Render the material from the line containing "of the parked" through the line containing "[[443, 146], [297, 143], [401, 146], [376, 145], [249, 143]]", inclusive, as a Markdown table with the columns Row and Text. Number each line and skip any blank lines.

+++

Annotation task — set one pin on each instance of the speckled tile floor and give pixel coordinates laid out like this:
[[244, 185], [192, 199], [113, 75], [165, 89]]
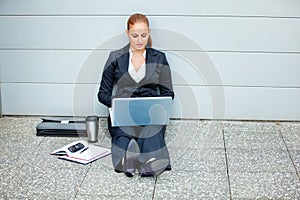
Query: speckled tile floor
[[210, 160]]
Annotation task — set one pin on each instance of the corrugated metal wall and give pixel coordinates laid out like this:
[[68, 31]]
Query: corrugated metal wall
[[230, 59]]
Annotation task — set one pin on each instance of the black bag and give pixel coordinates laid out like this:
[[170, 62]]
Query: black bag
[[61, 127]]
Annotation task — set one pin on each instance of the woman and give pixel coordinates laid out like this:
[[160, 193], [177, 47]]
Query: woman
[[137, 70]]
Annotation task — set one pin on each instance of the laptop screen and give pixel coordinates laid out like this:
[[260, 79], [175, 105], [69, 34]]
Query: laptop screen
[[141, 111]]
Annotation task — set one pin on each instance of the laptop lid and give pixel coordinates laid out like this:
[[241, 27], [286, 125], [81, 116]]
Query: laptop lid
[[141, 111]]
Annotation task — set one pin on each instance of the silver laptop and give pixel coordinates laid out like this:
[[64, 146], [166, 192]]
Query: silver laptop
[[141, 111]]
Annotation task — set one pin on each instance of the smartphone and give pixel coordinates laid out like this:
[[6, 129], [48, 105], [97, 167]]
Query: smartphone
[[76, 147]]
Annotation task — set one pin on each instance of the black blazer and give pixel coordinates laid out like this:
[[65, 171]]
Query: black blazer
[[115, 77]]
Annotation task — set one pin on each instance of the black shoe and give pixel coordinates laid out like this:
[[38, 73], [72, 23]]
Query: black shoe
[[131, 155], [153, 168]]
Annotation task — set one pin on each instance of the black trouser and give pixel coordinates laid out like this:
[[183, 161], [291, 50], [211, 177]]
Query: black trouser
[[151, 141]]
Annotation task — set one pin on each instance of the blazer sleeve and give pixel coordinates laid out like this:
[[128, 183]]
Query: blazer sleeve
[[107, 81], [165, 80]]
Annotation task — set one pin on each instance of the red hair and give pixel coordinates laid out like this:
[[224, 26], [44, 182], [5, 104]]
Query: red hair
[[138, 17]]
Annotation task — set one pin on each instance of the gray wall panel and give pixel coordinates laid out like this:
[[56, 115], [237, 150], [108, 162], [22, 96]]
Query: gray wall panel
[[234, 69], [155, 7], [191, 101], [211, 34], [230, 59]]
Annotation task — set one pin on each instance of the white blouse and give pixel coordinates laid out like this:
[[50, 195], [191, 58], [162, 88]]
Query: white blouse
[[136, 75]]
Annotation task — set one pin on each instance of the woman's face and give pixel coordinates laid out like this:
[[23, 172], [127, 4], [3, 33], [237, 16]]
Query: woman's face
[[138, 35]]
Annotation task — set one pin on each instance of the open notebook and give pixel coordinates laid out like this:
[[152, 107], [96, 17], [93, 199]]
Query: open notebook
[[81, 152]]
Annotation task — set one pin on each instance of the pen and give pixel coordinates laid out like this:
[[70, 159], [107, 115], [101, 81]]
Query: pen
[[84, 149]]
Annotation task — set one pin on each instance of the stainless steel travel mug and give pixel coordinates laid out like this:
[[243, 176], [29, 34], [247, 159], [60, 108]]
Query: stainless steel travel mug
[[92, 127]]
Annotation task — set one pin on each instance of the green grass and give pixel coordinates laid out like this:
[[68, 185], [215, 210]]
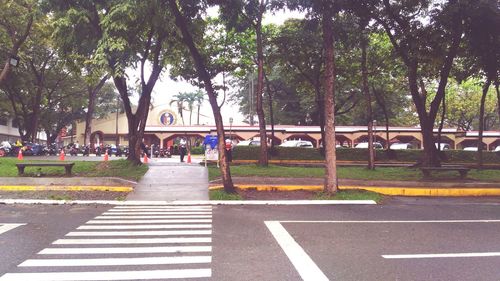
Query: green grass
[[350, 195], [116, 168], [359, 173], [220, 194]]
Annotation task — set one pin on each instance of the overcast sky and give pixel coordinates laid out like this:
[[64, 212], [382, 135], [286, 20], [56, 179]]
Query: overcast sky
[[166, 88]]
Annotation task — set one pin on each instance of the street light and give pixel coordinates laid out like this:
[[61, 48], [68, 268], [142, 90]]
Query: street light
[[14, 60], [231, 128]]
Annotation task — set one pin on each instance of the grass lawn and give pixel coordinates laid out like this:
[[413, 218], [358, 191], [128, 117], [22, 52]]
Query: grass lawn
[[116, 168], [361, 173]]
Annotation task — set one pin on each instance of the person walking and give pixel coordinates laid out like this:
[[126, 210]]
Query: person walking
[[182, 148]]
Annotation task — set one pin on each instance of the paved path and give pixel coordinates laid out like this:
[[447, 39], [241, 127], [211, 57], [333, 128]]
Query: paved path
[[128, 243], [168, 181]]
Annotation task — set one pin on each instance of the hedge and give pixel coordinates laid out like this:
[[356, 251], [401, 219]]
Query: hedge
[[356, 154]]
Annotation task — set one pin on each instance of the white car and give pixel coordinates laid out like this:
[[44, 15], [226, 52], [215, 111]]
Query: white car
[[401, 146], [443, 146], [376, 145], [248, 143], [295, 143]]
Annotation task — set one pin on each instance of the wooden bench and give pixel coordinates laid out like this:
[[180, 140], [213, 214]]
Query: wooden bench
[[460, 169], [67, 166]]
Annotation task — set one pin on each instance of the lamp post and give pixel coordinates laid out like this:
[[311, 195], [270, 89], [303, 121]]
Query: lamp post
[[231, 128]]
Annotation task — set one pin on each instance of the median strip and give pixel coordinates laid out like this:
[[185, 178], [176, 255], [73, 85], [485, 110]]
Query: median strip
[[65, 188]]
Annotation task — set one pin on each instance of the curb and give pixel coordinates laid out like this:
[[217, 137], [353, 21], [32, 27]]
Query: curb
[[65, 188], [200, 202], [389, 190]]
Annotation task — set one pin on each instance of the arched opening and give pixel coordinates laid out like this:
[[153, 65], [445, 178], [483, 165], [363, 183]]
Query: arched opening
[[96, 139], [276, 141], [494, 145], [469, 143], [416, 143], [302, 137], [364, 138]]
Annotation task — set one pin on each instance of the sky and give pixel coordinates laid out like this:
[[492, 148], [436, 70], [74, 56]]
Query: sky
[[165, 88]]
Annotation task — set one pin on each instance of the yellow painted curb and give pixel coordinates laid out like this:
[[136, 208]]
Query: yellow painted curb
[[393, 191], [65, 188]]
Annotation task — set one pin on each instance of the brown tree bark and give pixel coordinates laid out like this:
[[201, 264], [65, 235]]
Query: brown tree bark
[[486, 87], [263, 156], [92, 94], [366, 92], [203, 74], [331, 184]]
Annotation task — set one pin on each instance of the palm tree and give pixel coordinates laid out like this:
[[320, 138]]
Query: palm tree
[[180, 99], [191, 98]]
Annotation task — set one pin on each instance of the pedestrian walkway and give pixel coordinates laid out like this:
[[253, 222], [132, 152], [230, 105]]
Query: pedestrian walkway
[[129, 243], [170, 181]]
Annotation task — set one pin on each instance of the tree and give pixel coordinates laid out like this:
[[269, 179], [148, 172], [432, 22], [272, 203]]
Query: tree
[[410, 36], [16, 22], [129, 33], [186, 26]]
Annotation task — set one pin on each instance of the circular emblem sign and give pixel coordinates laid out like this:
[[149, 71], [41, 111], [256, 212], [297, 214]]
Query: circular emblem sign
[[167, 118]]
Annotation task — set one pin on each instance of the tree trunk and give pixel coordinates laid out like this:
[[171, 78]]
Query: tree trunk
[[203, 74], [263, 157], [331, 183], [92, 94], [486, 87], [366, 91]]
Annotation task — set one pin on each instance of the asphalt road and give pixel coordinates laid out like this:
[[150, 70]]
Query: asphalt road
[[407, 239]]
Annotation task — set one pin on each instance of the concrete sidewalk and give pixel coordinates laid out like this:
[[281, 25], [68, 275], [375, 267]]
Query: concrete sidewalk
[[394, 188], [168, 181]]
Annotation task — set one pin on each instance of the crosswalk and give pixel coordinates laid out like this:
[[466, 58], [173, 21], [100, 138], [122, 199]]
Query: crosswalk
[[129, 243]]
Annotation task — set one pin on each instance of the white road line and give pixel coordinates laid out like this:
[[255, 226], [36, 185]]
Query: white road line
[[140, 233], [117, 261], [4, 227], [125, 250], [163, 207], [305, 266], [133, 240], [159, 213], [149, 221], [450, 255], [154, 217], [109, 275], [419, 221], [161, 210], [145, 226]]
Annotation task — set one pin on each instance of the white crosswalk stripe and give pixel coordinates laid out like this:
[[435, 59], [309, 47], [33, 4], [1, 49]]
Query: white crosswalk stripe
[[129, 243]]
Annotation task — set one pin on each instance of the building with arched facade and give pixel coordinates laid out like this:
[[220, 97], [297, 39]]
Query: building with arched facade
[[164, 127]]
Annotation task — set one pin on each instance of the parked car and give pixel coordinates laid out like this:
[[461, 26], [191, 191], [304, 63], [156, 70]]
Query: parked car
[[443, 146], [297, 143], [401, 146], [376, 145], [249, 143]]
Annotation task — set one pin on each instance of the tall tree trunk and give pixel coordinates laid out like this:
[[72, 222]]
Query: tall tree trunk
[[486, 87], [263, 157], [331, 184], [92, 94], [366, 92], [203, 74], [381, 103]]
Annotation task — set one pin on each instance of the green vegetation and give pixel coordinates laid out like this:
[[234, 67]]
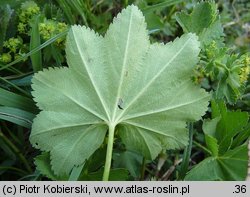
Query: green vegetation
[[85, 96]]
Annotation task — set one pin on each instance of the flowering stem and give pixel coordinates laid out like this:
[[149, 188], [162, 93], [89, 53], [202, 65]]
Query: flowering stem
[[109, 152]]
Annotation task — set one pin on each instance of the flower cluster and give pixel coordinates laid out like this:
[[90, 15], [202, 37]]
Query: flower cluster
[[245, 69], [50, 28], [27, 11]]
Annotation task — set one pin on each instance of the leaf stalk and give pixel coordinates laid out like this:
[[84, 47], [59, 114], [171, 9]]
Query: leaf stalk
[[109, 152]]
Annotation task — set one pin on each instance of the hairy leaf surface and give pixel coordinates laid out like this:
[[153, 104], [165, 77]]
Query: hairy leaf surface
[[122, 81]]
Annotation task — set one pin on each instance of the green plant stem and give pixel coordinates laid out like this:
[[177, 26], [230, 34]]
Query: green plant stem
[[187, 153], [143, 169], [109, 152]]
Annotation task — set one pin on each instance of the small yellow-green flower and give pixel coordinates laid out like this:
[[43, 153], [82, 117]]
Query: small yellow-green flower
[[5, 58], [28, 9], [13, 44], [245, 70]]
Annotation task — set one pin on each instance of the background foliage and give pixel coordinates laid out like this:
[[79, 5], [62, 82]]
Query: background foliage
[[32, 37]]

+++

### Response to this exercise:
| Row | Text |
|---|---|
| 1 | Annotation task — set one pin on each instance of the parked car and give pixel coordinates laid out like this: |
| 2 | [[461, 26], [191, 191], [304, 63], [156, 70]] |
| 3 | Query: parked car |
| 4 | [[443, 146], [297, 143], [401, 146], [376, 145], [249, 143]] |